→ **SHORT PROBLEM**:
Turn every line of the listing below into a Markdown table with two columns, Row and Line, leaving out blank lines.

**** GIVEN DATA

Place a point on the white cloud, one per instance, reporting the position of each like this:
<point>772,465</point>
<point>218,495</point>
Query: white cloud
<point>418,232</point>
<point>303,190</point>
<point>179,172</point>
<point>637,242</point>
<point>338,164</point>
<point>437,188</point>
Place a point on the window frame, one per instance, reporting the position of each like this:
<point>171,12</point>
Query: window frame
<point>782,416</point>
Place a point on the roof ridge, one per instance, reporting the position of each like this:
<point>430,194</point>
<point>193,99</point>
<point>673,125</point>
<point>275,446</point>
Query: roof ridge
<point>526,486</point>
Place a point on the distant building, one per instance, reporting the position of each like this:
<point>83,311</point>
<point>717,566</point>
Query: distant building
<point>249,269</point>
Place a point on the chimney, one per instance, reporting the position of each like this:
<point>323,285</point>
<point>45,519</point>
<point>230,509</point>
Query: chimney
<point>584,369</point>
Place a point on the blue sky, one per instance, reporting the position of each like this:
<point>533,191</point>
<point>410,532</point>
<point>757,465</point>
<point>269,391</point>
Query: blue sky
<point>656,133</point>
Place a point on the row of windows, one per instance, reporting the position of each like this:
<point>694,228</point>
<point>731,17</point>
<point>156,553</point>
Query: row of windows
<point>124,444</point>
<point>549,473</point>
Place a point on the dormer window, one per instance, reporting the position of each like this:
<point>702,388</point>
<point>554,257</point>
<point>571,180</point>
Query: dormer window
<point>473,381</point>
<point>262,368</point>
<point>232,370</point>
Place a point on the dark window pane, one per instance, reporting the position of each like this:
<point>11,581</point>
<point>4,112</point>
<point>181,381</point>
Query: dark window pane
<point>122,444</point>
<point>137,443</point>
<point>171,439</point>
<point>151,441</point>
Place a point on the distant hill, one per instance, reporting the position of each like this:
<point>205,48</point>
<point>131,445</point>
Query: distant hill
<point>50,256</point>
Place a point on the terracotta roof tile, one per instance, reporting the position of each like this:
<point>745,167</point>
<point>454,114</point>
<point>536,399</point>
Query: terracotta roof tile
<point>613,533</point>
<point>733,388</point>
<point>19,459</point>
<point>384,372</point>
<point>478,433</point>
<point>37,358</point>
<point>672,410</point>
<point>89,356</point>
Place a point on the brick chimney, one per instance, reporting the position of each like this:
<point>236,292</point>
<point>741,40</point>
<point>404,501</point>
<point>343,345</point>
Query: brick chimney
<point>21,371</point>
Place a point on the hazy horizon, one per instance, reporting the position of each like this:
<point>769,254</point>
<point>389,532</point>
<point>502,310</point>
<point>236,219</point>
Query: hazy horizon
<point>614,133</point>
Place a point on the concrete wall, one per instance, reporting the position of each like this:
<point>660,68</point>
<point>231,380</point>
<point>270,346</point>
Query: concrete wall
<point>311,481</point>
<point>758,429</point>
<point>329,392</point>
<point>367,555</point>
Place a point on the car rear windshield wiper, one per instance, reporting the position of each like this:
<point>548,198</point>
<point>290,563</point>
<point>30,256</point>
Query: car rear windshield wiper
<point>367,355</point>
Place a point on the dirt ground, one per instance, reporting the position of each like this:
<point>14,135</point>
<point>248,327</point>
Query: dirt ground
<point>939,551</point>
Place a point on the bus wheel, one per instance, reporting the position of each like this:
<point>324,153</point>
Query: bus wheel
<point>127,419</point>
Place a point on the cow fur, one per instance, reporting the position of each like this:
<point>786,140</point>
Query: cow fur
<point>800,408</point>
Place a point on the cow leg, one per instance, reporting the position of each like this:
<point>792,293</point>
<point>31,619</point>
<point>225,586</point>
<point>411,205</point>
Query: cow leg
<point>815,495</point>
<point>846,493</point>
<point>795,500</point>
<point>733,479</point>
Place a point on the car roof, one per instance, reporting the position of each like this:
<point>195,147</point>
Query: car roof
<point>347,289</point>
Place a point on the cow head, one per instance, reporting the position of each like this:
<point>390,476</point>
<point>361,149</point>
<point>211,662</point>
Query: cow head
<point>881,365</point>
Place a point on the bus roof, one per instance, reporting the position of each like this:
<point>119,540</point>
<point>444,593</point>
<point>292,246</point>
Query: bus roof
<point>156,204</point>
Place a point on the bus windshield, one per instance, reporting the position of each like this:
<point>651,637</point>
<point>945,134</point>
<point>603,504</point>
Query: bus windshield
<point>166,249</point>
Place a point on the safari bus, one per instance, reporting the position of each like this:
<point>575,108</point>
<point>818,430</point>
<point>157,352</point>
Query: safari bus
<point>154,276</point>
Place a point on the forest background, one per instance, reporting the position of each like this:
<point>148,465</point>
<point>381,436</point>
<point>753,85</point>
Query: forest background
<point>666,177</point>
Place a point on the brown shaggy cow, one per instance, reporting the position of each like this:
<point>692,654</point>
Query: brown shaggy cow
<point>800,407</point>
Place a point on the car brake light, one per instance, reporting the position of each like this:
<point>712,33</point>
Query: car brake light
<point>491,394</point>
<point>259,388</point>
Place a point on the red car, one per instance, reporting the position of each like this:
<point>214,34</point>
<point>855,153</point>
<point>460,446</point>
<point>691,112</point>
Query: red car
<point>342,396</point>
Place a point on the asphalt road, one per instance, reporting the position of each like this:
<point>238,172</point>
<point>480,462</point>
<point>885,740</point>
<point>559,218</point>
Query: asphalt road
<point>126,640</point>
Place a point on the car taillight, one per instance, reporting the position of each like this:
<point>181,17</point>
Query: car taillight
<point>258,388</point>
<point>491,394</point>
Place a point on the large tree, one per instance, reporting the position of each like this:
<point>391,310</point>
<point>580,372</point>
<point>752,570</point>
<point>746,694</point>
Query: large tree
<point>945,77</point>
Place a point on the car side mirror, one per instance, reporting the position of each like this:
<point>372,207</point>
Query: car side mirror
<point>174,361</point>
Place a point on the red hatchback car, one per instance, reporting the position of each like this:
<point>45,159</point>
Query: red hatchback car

********

→ **EXPECTED ANSWER**:
| Row | Line |
|---|---|
| 1 | Place a point on the white cloud, one per instance, reporting the position of each like this: |
| 2 | <point>772,465</point> |
| 3 | <point>218,495</point> |
| 4 | Query: white cloud |
| 5 | <point>418,232</point> |
| 6 | <point>303,190</point> |
| 7 | <point>179,172</point> |
| 8 | <point>637,242</point> |
| 9 | <point>338,164</point> |
| 10 | <point>437,188</point> |
| 11 | Place a point on the window frame, one per instance, reporting the position of each like this: |
| 12 | <point>171,12</point> |
| 13 | Query: window frame |
| 14 | <point>782,416</point> |
| 15 | Place a point on the roof ridge, one per instance, reporting the position of each like this: |
| 16 | <point>430,194</point> |
| 17 | <point>193,99</point> |
| 18 | <point>673,125</point> |
| 19 | <point>275,446</point> |
| 20 | Query: roof ridge |
| 21 | <point>526,486</point> |
| 22 | Place a point on the distant building, one per instance, reporting the position of each like this: |
| 23 | <point>83,311</point> |
| 24 | <point>717,566</point> |
| 25 | Query: distant building |
| 26 | <point>249,269</point> |
| 27 | Place a point on the chimney, one per instance, reporting the position of each like this: |
| 28 | <point>323,285</point> |
| 29 | <point>45,519</point> |
| 30 | <point>230,509</point> |
| 31 | Query: chimney |
| 32 | <point>584,369</point> |
| 33 | Place a point on the blue sky, one per instance, reporting the position of each like this: |
| 34 | <point>533,191</point> |
| 35 | <point>410,532</point> |
| 36 | <point>757,465</point> |
| 37 | <point>269,391</point> |
| 38 | Query: blue sky |
| 39 | <point>656,133</point> |
| 40 | Place a point on the row of windows, one per instance, reporting the position of each like this: |
| 41 | <point>694,228</point> |
| 42 | <point>731,17</point> |
| 43 | <point>156,553</point> |
| 44 | Query: row of windows |
| 45 | <point>124,444</point> |
| 46 | <point>549,473</point> |
| 47 | Place a point on the dormer window, one per instance, reporting the position of each like this: |
| 48 | <point>702,388</point> |
| 49 | <point>554,257</point> |
| 50 | <point>571,180</point> |
| 51 | Query: dormer window |
| 52 | <point>473,381</point> |
| 53 | <point>262,368</point> |
| 54 | <point>232,370</point> |
| 55 | Place a point on the dark window pane, one per instance, reporting the position of each like this: |
| 56 | <point>11,581</point> |
| 57 | <point>4,112</point> |
| 58 | <point>181,381</point> |
| 59 | Query: dark window pane |
| 60 | <point>122,444</point> |
| 61 | <point>137,443</point> |
| 62 | <point>171,439</point> |
| 63 | <point>151,441</point> |
| 64 | Place a point on the distant hill, one per instance, reporting the position of each like this: |
| 65 | <point>205,48</point> |
| 66 | <point>131,445</point> |
| 67 | Query: distant hill |
| 68 | <point>50,256</point> |
| 69 | Place a point on the terracotta roof tile, one per instance, reporting the position of each like this: |
| 70 | <point>745,167</point> |
| 71 | <point>454,114</point> |
| 72 | <point>536,399</point> |
| 73 | Query: terracotta roof tile |
| 74 | <point>613,533</point> |
| 75 | <point>733,388</point> |
| 76 | <point>19,459</point> |
| 77 | <point>384,372</point> |
| 78 | <point>478,433</point> |
| 79 | <point>37,358</point> |
| 80 | <point>672,410</point> |
| 81 | <point>89,356</point> |
| 82 | Place a point on the brick chimney, one per instance, reporting the position of each like this: |
| 83 | <point>236,292</point> |
| 84 | <point>741,40</point> |
| 85 | <point>404,501</point> |
| 86 | <point>343,345</point> |
| 87 | Query: brick chimney |
| 88 | <point>21,371</point> |
| 89 | Place a point on the hazy horizon, one per instance, reporting the position of each like this: |
| 90 | <point>769,254</point> |
| 91 | <point>389,532</point> |
| 92 | <point>502,310</point> |
| 93 | <point>236,219</point> |
| 94 | Query: hazy horizon |
| 95 | <point>614,133</point> |
| 96 | Place a point on the concrete wall, one per instance, reporting the position of each like this: |
| 97 | <point>660,68</point> |
| 98 | <point>231,380</point> |
| 99 | <point>270,346</point> |
| 100 | Query: concrete wall |
| 101 | <point>311,481</point> |
| 102 | <point>758,429</point> |
| 103 | <point>329,392</point> |
| 104 | <point>367,555</point> |
| 105 | Place a point on the car rear windshield wiper, one per instance, reporting the position of each like this: |
| 106 | <point>548,198</point> |
| 107 | <point>290,563</point> |
| 108 | <point>30,256</point> |
| 109 | Query: car rear windshield wiper |
| 110 | <point>367,355</point> |
| 111 | Place a point on the dirt ground, one per instance, reporting the position of each like this: |
| 112 | <point>14,135</point> |
| 113 | <point>248,327</point> |
| 114 | Query: dirt ground |
| 115 | <point>939,551</point> |
| 116 | Place a point on the bus wheel, one per instance, reporting the position of each like this: |
| 117 | <point>324,153</point> |
| 118 | Query: bus wheel |
| 119 | <point>127,419</point> |
| 120 | Place a point on the cow fur, one per instance, reporting the position of each like this: |
| 121 | <point>786,140</point> |
| 122 | Query: cow fur |
| 123 | <point>800,408</point> |
| 124 | Place a point on the cow leg, one per instance, reporting the position of each like this: |
| 125 | <point>792,293</point> |
| 126 | <point>31,619</point> |
| 127 | <point>225,586</point> |
| 128 | <point>411,205</point> |
| 129 | Query: cow leg |
| 130 | <point>815,495</point> |
| 131 | <point>846,493</point> |
| 132 | <point>795,500</point> |
| 133 | <point>733,479</point> |
| 134 | Place a point on the car roof, one per instance, reporting the position of each like this: |
| 135 | <point>195,147</point> |
| 136 | Query: car roof |
| 137 | <point>347,289</point> |
| 138 | Place a point on the cow head, one per instance, reporting the position of each like this: |
| 139 | <point>390,476</point> |
| 140 | <point>361,149</point> |
| 141 | <point>211,662</point> |
| 142 | Query: cow head |
| 143 | <point>881,365</point> |
| 144 | Place a point on the bus roof, one per instance, reporting the position of each like this: |
| 145 | <point>119,540</point> |
| 146 | <point>444,593</point> |
| 147 | <point>292,246</point> |
| 148 | Query: bus roof |
| 149 | <point>156,204</point> |
| 150 | Place a point on the bus windshield, one per instance, reporting the position of each like this: |
| 151 | <point>651,637</point> |
| 152 | <point>945,134</point> |
| 153 | <point>603,504</point> |
| 154 | Query: bus windshield |
| 155 | <point>166,249</point> |
| 156 | Place a point on the safari bus, one per instance, reporting the position of each like this: |
| 157 | <point>575,108</point> |
| 158 | <point>818,430</point> |
| 159 | <point>157,352</point> |
| 160 | Query: safari bus |
| 161 | <point>154,276</point> |
| 162 | Place a point on the forest background, one per instance, reporting the position of each like this: |
| 163 | <point>148,465</point> |
| 164 | <point>381,436</point> |
| 165 | <point>753,85</point> |
| 166 | Query: forest background |
| 167 | <point>666,177</point> |
| 168 | Place a point on the brown shaggy cow, one per instance, reporting the position of each like this: |
| 169 | <point>692,654</point> |
| 170 | Query: brown shaggy cow |
| 171 | <point>800,407</point> |
| 172 | Place a point on the car brake light, one per instance, reporting the position of each like this: |
| 173 | <point>712,33</point> |
| 174 | Query: car brake light |
| 175 | <point>491,394</point> |
| 176 | <point>259,388</point> |
| 177 | Place a point on the red car, one per instance, reporting the position of each like this: |
| 178 | <point>214,34</point> |
| 179 | <point>855,153</point> |
| 180 | <point>460,446</point> |
| 181 | <point>691,112</point> |
| 182 | Query: red car |
| 183 | <point>342,396</point> |
| 184 | Place a point on the asphalt road, one per instance, reporting the position of each like this: |
| 185 | <point>238,172</point> |
| 186 | <point>480,462</point> |
| 187 | <point>885,740</point> |
| 188 | <point>559,218</point> |
| 189 | Query: asphalt road |
| 190 | <point>126,640</point> |
| 191 | Place a point on the car taillight, one per instance, reporting the position of each like this: |
| 192 | <point>181,17</point> |
| 193 | Query: car taillight |
| 194 | <point>258,388</point> |
| 195 | <point>491,394</point> |
| 196 | Place a point on the large tree, one per instance, reporting the position of each like this: |
| 197 | <point>391,310</point> |
| 198 | <point>580,372</point> |
| 199 | <point>752,570</point> |
| 200 | <point>746,694</point> |
| 201 | Query: large tree |
| 202 | <point>945,77</point> |
| 203 | Place a point on the car side mirror, one per instance, reporting the position of each like this: |
| 204 | <point>372,207</point> |
| 205 | Query: car side mirror |
| 206 | <point>174,361</point> |
| 207 | Place a point on the red hatchback car, one per instance, reporting the position of each like this: |
| 208 | <point>45,159</point> |
| 209 | Query: red hatchback car |